REQUIREMENT 1: In the battery thread, what price did the dealer quote for a replacement battery?
REQUIREMENT 2: In the battery thread, condense the paragraph that begins "The hardest part will be finding" into a short list that keeps its main facts.

ARTICLE:
((

# Urgent: Battery question!



## saintforlife (May 21, 2008)

I have a 2006 A3 2.0T with 33,000 miles on it. The battery died yesterday. Had to jump it a couple of times and this morning it was dead again. I can't do without a car and I have borrowed my wife's car for the day.
The dealer wants to charge me $275 for a replacement. Can I just get a battery from Autozone or Pepboys or some place like that and replace it myself? Will the car's computer, radio etc. go crazy or reset or something if I do that? Any way around that?
Also should the battery be cover under warranty as my car still has warranty till next year?


----------



## krazyboi (May 19, 2004)

*FV-QR*

Yes, you can replace it yourself. http://oooo-a3.blogspot.com/se...nance scroll about 1/2 way down for a DIY. Your car will be fine regarding your radio, etc.
I don't believe its covered under warranty.


----------



## rona13 (Aug 7, 2005)

*Re: Urgent: Battery question! (saintforlife)*

The hardest part will be finding an A3 battery anywhere but at the dealer. It is not a very common size apparently. Pep boys did not carry it and the one I got from Walmart had been sitting for quite some time but it was my only option.

))

DATA EXCERPTS:

((

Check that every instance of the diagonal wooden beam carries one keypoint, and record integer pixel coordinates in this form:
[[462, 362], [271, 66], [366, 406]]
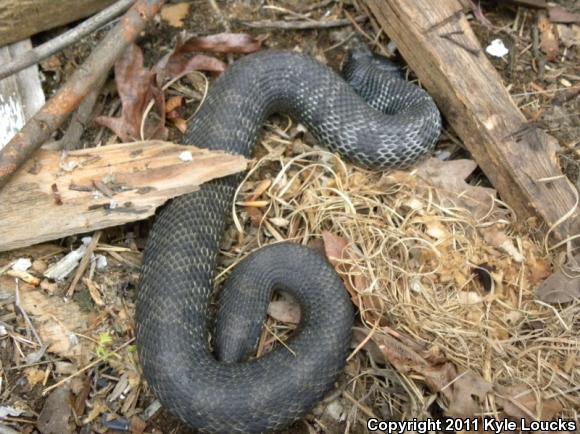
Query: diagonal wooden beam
[[438, 43], [57, 194]]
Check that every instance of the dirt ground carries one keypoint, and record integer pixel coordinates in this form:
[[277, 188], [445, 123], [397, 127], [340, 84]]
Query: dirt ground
[[467, 310]]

))

FULL OUTPUT 1: $275

FULL OUTPUT 2:
- The hardest part is finding an A3 battery anywhere other than the dealer.
- The size is apparently not very common.
- Pep Boys did not carry it.
- The only option was a Walmart battery that had been sitting for quite some time.